◆ What to produce ◆
Starting at the line that contains "For each <instance> block, the" and stopping after the line that contains "negative clicks: (494, 45)", write out those lines again with "rough mask" renamed to "coarse mask" and every other part left as it is. Return only those lines.

◆ Supplied records ◆
####################

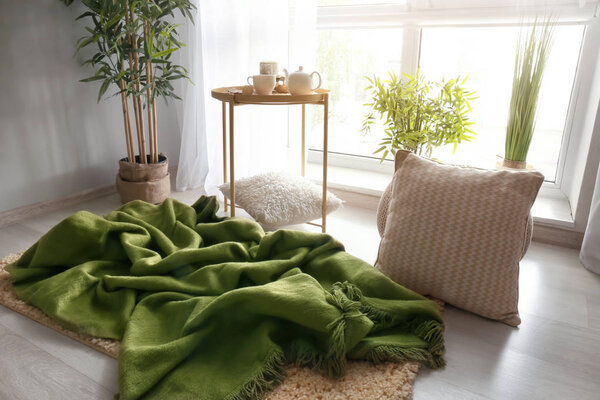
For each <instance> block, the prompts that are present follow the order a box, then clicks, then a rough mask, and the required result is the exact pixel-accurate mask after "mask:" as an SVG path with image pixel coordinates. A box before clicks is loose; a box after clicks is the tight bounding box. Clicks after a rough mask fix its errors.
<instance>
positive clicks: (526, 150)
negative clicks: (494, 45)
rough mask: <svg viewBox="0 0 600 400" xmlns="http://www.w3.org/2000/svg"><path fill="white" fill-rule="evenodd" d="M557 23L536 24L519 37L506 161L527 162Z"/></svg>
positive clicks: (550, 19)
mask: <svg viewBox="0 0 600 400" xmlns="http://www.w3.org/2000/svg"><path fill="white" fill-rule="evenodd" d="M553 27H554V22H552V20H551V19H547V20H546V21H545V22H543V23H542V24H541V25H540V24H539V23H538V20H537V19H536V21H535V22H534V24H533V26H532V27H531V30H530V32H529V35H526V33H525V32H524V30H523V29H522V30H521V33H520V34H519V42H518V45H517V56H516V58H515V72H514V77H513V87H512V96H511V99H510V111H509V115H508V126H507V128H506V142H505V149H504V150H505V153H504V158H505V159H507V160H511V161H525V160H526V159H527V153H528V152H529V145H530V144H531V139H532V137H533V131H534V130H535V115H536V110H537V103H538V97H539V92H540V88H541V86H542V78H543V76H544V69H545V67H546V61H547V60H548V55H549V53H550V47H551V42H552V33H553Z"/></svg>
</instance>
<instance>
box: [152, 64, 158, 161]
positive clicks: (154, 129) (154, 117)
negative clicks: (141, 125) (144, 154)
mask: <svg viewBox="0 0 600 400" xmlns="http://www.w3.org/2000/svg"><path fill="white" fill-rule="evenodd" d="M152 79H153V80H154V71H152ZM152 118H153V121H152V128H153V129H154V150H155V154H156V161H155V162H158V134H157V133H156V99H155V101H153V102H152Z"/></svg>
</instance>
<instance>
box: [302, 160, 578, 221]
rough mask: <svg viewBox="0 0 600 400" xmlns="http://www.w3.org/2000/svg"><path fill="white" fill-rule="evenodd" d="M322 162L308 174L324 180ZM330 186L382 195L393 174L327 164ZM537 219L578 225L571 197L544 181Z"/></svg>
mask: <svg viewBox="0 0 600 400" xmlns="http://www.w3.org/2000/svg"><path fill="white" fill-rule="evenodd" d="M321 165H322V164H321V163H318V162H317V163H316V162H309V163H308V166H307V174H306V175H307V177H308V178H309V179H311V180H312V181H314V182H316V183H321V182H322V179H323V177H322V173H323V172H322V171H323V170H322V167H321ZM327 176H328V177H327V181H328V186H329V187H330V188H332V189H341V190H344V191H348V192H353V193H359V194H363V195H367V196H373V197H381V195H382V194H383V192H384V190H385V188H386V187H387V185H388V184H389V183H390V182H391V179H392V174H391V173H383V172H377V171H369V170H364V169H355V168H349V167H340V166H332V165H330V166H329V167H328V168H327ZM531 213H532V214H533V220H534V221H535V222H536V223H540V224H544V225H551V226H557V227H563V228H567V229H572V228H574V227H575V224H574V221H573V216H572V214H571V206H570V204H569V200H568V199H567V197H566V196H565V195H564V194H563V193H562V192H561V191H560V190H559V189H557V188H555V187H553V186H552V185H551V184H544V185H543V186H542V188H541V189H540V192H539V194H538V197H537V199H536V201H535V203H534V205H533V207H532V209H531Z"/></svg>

####################

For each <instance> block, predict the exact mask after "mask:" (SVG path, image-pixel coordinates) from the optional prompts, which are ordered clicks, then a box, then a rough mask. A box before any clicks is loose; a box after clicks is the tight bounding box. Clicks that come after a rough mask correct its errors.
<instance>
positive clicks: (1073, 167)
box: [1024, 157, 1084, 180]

####################

◆ Response to this exercise ◆
For each <instance> block, the prompts that are present follow the order a box, then clicks, then a coarse mask, and the required result is the exact pixel-accurate mask after "mask:" as an SVG path with image pixel coordinates. A box before clicks is loose; a box after clicks is the tight bounding box. Clicks after a coarse mask fix its errors.
<instance>
positive clicks: (526, 150)
negative clicks: (494, 45)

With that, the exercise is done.